Set problem 1 » According to the passage on von Nettesheim, what were the diagonal totals and the overall total of his magic square of the sun?
Set problem 2 » Extract the passage on von Nettesheim word for word, everything from "In ‘De occulta philosophia’ (1510), von" down to "an associated letter.".
Set problem 3 » Extend the passage on von Nettesheim's magic square and the Daubers' charm, beginning right after its final sentence.

Text extract »
◇ ◇ ◇ ◇ ◇

Incredibly, it seems clear that at some point during the century relatively ordinary people in parts of the West Pennines became strongly influenced by von Nettesheim. Heinrich Cornelius Agrippa von Nettesheim was a German magician and theologian who died in 1535. In 1510 in ‘De occulta philosophia’he claimed that there was a primal celestial script revealed directly to Man by angels. It can be used to codify text. The magic numbers box which appears on the Daubers’ charm matches von Nettesheim numerically precisely – although it had been further coded in the process.
In ‘De occulta philosophia’ (1510), von Nettesheim used a magic square of the sun with diagonal totals of 111 and an overall total of 636. Hebrew Kabbalistic names were produced via the match between numbers and letters of the Hebrew alphabet. Numerically, it turns out to be a perfect match to the Foulridge one:
6+11+16+21+21+31 = 111 and 36+29+22+15+8+1 = 111.
Note here that are both are sequential in their ordering. They should spell out the names of the magical names for the Spirit but they need to be put through the Hebrew alphabetical box for that. The cipher does not produce anything in itself even though each symbol not only has an associated number but also an associated letter.

◇ ◇ ◇ ◇ ◇

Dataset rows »
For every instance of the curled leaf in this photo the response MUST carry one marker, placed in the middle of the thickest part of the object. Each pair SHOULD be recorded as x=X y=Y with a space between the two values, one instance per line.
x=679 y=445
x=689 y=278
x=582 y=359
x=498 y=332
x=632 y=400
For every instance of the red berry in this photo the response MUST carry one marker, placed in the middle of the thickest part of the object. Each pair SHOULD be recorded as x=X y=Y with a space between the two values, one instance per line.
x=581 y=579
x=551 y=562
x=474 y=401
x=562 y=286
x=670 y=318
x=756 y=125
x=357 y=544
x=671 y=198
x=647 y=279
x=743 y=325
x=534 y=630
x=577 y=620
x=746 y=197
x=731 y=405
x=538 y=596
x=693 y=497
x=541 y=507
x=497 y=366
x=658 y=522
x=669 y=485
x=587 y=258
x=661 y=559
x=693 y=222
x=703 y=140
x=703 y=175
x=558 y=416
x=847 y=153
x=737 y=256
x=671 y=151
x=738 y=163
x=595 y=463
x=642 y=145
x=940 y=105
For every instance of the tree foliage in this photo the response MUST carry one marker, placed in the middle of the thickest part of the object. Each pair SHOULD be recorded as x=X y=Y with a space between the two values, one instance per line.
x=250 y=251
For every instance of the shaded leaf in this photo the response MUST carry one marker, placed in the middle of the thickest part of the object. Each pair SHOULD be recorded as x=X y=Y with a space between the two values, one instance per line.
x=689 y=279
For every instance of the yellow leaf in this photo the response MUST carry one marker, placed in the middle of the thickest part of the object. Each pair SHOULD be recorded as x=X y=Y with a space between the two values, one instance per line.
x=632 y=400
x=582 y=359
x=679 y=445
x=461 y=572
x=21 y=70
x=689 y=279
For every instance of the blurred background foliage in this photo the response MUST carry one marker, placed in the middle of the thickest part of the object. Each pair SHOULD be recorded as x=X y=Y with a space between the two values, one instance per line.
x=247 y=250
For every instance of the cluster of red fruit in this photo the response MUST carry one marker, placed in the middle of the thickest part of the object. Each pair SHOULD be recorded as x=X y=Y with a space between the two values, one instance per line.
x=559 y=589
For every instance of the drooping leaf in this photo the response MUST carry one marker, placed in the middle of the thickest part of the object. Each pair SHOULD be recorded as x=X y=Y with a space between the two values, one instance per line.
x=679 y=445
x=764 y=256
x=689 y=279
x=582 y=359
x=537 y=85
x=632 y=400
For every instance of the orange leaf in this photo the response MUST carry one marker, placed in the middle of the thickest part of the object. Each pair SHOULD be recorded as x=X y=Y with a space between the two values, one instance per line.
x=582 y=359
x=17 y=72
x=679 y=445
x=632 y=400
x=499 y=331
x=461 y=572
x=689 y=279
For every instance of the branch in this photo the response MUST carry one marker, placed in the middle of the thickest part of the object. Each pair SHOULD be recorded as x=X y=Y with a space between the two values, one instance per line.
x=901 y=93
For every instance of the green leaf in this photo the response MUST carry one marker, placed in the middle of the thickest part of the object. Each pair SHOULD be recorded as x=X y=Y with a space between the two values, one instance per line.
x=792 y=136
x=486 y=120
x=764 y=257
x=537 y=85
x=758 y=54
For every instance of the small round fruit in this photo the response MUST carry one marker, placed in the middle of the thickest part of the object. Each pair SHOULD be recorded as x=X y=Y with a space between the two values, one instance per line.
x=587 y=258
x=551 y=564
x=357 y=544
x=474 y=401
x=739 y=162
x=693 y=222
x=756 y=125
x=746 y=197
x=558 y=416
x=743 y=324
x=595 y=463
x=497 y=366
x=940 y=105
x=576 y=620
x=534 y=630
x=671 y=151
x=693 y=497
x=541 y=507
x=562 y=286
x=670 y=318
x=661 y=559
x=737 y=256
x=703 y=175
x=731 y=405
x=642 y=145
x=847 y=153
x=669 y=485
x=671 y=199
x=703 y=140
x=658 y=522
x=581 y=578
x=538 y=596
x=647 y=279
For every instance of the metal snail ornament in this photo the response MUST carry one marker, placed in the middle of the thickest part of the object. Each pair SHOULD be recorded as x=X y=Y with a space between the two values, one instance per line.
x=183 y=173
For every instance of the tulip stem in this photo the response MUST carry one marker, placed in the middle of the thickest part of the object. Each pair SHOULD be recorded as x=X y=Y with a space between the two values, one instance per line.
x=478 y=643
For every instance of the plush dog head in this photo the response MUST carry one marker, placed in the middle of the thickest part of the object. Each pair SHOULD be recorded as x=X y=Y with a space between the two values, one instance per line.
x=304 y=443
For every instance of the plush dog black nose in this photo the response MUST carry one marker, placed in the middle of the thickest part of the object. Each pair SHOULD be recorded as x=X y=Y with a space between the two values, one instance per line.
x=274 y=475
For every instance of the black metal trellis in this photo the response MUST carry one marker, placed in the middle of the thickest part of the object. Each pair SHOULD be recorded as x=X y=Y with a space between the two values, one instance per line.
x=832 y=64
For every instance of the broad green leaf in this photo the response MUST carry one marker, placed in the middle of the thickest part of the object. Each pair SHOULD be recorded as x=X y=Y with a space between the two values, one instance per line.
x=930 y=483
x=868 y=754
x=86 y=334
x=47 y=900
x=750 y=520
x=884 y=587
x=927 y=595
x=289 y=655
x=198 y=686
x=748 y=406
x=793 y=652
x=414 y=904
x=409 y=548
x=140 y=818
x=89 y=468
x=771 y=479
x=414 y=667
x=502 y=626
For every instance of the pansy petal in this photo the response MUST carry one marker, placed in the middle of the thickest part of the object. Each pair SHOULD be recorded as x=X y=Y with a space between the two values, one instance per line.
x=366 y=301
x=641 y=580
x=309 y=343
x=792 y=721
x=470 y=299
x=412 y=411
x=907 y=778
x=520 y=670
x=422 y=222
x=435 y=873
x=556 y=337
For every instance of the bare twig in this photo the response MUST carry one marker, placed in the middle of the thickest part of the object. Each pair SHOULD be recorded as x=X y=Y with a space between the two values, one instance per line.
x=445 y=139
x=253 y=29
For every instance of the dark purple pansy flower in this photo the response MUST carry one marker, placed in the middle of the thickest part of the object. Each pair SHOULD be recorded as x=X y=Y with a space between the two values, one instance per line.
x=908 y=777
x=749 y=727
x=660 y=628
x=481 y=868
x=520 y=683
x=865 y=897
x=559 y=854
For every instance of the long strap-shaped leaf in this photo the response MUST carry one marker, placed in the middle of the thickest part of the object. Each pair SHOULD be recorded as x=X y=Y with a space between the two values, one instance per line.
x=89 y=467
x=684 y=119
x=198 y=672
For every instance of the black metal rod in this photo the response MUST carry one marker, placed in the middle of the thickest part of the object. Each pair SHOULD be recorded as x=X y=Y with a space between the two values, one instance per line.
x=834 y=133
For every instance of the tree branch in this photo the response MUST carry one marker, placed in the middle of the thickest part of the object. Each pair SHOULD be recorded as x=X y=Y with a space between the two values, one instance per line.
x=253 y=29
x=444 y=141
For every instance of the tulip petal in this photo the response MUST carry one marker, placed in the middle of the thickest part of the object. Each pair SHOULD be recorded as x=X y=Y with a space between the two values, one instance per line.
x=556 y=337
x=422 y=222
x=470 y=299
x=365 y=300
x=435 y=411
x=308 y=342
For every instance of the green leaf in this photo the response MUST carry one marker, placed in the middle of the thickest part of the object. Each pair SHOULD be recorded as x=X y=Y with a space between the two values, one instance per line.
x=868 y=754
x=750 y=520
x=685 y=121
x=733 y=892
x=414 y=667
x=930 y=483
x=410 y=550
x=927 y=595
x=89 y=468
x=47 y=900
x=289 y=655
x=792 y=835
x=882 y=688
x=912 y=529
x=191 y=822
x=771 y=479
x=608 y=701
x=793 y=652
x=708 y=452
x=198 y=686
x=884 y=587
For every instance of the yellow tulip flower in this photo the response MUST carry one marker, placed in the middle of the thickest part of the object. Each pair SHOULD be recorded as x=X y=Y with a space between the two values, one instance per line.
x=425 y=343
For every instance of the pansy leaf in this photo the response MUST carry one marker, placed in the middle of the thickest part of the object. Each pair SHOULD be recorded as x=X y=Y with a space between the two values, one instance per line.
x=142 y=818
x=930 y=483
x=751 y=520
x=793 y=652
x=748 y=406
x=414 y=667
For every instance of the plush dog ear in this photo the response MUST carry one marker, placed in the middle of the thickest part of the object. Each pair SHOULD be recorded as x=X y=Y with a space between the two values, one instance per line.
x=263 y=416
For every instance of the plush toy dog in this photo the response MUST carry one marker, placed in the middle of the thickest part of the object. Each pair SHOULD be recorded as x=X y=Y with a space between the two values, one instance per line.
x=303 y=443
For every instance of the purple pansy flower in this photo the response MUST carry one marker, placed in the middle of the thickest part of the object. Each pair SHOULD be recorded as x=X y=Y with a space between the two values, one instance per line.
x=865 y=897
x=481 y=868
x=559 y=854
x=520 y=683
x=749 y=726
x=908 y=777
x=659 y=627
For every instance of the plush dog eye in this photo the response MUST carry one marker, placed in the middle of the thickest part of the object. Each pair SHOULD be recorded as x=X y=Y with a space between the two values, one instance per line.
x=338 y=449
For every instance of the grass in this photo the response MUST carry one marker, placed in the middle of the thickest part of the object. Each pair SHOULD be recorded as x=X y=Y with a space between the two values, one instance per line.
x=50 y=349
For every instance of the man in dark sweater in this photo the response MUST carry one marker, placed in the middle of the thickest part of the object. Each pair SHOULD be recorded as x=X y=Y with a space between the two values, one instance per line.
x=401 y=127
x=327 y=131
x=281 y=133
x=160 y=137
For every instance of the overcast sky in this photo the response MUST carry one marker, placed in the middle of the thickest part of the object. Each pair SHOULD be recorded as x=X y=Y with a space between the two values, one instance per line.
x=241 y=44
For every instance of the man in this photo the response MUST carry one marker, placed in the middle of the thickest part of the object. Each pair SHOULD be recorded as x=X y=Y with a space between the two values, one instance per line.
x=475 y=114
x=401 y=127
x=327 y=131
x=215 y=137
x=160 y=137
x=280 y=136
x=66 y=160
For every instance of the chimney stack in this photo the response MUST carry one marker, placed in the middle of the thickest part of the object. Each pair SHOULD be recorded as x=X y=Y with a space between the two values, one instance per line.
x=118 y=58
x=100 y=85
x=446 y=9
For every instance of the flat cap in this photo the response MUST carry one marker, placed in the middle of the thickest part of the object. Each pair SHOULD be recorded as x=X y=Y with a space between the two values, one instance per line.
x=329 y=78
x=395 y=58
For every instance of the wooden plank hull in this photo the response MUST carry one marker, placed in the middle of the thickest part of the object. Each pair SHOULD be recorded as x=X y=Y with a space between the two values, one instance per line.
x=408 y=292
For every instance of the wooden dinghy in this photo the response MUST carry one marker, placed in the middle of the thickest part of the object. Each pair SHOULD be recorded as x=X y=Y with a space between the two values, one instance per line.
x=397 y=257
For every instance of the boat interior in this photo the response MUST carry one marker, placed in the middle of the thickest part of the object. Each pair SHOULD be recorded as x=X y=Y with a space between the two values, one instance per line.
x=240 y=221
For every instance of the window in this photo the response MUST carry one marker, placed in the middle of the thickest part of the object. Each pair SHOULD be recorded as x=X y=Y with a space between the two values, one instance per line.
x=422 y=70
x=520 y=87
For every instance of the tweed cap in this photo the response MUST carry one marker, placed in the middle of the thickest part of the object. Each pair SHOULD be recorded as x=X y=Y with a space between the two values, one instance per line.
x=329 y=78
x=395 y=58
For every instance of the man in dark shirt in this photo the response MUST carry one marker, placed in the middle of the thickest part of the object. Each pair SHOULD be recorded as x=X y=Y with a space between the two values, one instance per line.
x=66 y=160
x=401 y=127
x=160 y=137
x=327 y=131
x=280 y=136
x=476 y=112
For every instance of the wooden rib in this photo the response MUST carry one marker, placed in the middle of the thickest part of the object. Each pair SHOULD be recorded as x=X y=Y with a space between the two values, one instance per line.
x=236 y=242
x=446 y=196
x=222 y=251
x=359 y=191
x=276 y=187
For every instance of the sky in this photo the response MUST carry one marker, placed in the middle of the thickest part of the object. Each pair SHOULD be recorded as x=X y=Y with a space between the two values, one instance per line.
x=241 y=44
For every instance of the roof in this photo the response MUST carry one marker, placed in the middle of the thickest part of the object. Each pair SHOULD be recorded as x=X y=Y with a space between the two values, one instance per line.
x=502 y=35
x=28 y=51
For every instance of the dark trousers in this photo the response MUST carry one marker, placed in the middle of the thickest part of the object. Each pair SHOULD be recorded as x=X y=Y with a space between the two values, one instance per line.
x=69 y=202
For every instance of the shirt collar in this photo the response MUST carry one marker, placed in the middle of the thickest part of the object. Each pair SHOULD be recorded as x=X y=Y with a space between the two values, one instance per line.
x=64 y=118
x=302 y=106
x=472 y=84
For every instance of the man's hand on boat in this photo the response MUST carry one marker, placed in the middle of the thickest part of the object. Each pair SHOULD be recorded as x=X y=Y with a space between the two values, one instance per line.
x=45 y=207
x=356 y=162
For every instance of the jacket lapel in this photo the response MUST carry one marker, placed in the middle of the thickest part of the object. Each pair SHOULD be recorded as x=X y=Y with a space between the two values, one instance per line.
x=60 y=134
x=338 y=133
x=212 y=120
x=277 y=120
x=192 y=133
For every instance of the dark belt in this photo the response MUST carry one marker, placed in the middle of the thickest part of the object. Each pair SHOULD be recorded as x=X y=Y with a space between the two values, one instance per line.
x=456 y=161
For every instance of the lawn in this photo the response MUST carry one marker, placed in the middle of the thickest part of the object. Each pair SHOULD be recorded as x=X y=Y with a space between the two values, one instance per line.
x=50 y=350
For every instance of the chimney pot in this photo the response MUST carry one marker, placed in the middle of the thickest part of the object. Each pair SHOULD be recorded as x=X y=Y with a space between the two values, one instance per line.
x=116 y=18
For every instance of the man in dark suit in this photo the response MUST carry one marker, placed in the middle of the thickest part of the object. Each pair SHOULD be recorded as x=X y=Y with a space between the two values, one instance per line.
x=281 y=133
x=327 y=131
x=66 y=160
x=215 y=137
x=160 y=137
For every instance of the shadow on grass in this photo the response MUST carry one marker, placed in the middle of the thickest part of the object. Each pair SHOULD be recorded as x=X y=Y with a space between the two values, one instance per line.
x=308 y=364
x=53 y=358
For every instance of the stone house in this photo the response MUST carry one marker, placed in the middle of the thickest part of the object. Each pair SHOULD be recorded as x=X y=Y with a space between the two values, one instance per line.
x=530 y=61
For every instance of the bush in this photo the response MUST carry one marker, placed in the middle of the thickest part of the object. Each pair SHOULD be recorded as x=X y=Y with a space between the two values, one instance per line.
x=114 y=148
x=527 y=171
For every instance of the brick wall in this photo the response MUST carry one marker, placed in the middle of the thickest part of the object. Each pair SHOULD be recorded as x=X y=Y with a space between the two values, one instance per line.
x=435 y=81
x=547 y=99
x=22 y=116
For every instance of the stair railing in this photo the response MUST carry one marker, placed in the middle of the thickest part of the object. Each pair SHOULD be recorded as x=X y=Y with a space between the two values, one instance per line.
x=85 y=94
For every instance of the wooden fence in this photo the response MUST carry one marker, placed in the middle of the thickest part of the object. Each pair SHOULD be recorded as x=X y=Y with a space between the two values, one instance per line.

◇ ◇ ◇ ◇ ◇

Expected output 1 » The diagonal totals were 111, and the overall total was 636.

Expected output 2 »
In ‘De occulta philosophia’ (1510), von Nettesheim used a magic square of the sun with diagonal totals of 111 and an overall total of 636. Hebrew Kabbalistic names were produced via the match between numbers and letters of the Hebrew alphabet. Numerically, it turns out to be a perfect match to the Foulridge one:
6+11+16+21+21+31 = 111 and 36+29+22+15+8+1 = 111.
Note here that are both are sequential in their ordering. They should spell out the names of the magical names for the Spirit but they need to be put through the Hebrew alphabetical box for that. The cipher does not produce anything in itself even though each symbol not only has an associated number but also an associated letter.

Expected output 3 »
The Fourth Book of the ‘Occult Philosophy’ ,reputed to have been written by Agrippa von Nettesheim, in its second publication (undated but very probably around 1600) the supplementary material included the other three books of the Occult Philosophy. The Heptameron gives all sorts of charms for recitation based upon Jewish Kabbalism but none fit the ‘gibberish’ recounted below except for the repetition of ‘Tetragrammaton’. To the modern reader the whole experiment might smack of ‘paganism’ but Robert Turner’s translation published in 1665 (British Library Rare Books 719/f16) was careful to distance the work from pagan uses of magic to the ‘unprejudiced reader’ saying that witchcraft and sorcery “are works done merely by the devill”. However, there is a‘third kind of magic’ which “bringeth to light the inmost vertues and extracteth them out of Natures hidden bosome to humane use”. It also (correctly) draws upon the Persian origins of the ‘magus’ and the links to Zoroaster. It was evidently transmitted to Lancashire via a complex chain including German occultism and Spanish Jewish Kabbalah.
Apanton hora camab
Araptenas ro dignasque
Inverna amo Th.
Dominus deus hora q
Fiat fiat fiat.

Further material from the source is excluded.